## Text passage:
__________________________________________________
Police said the Ramseys were under “an umbrella of suspicion”
Fears that the police were focusing on them as the prime suspects in JonBenét’s murder led John and Patsy to hire a lawyer days after their daughter’s death.
“We assumed that the police would show some level of discernment and wisdom and say, ‘Yeah, well this is crazy, to think [we] murdered our child,’ ” he told PEOPLE. “Well, they never did. They made that decision on day one, and tried desperately to prove it,” John claimed.
The Ramseys were never charged in the case, despite a grand jury deciding in 1999 that John and Patsy had “unlawfully, knowingly, recklessly and feloniously permit[ted] a child to be unreasonably placed in a situation which posed a threat of injury to the child’s life or health.” The Boulder police also confirmed to the media that John and Patsy were under an “umbrella of suspicion,” but the prosecutor decided there was not enough evidence to continue pursuing a case against JonBenét’s parents.
Despite the prosecutor declining to pursue the case any further, one former detective, Steve Thomas, wrote a book in 2000, JonBenét: Inside the Ramsey Murder Investigation, alleging that Patsy accidentally killed her daughter in a fit of rage over a bedwetting incident.
John and Patsy were formally cleared of any involvement in JonBenét’s murder in 2008.
The Ramseys passed a private polygraph test in 2000
CBS reported in May 2000 that John and Patsy passed a privately conducted polygraph test during which they were asked if they killed JonBenét. Polygraph examiner Ed Gelb told reporters at the time, “Neither John nor Patsy were attempting deception when they gave the answers.”
These results came after a back-and-forth with Boulder police who wanted the tests to be conducted by the FBI rather than the expert the Ramseys had hired.
John and Patsy’s attorney told The Washington Post in April 2000 that the parents didn’t want the FBI involved in the test because he claimed the organization’s polygraph exam is designed to “intimidate and interrogate” rather than determine the truth.
The polygraph test may have changed public opinion of the Ramseys but did not change their legal status as polygraph results are not admissable in court.
John Mark Karr confessed to the murder in 2006
The Netflix docuseries also outlines the multiple suspects police questioned throughout the investigation — including one who confessed.
In 2006, a man named John Mark Karr was arrested in Bangkok after he claimed to have killed the Colorado toddler. He confessed during a four-year-long email correspondence with documentary producer Michael Tracey, but the confession did not hold up. Karr’s DNA didn’t match what was found on JonBenét’s body, and his family claimed that he was with them at the time of the murder.
__________________________________________________
[Dataset excerpts]
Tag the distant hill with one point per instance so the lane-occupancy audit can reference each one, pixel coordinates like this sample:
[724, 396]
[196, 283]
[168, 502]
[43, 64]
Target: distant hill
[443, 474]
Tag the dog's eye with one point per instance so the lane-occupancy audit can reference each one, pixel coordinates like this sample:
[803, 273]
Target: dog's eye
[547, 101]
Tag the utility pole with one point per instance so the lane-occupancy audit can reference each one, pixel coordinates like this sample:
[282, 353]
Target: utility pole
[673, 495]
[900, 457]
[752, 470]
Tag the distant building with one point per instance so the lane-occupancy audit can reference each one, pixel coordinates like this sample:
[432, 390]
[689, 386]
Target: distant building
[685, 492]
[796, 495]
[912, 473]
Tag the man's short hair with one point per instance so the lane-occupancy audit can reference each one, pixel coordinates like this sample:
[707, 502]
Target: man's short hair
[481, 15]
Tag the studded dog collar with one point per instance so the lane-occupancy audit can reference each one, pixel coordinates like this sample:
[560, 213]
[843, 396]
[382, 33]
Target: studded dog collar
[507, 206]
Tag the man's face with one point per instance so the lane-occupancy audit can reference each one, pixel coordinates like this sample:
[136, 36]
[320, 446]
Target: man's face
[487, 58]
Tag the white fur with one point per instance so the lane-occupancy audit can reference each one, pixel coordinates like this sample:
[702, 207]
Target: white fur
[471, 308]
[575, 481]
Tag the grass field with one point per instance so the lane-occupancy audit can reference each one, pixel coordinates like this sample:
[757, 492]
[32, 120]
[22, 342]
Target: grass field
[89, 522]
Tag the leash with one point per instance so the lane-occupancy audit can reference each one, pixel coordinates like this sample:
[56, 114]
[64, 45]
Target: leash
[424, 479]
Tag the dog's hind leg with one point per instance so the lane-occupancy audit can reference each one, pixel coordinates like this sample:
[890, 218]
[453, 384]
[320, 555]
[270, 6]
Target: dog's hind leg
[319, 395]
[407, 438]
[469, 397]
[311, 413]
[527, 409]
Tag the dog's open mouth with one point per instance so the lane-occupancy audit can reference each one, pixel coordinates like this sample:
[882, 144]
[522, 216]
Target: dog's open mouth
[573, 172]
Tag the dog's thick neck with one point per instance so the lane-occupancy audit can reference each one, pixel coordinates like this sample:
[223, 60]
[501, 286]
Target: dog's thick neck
__________________________________________________
## What this task involves:
In the passage about the JonBenét Ramsey investigation, list every person named who is not a member of the Ramsey family, each with the role the passage gives them. Rely only on the passage about the JonBenét Ramsey investigation.

## Solved exercise:
- Steve Thomas: former detective who wrote a book in 2000
- Ed Gelb: polygraph examiner
- John Mark Karr: man arrested in Bangkok in 2006 after claiming to have killed JonBenét
- Michael Tracey: documentary producer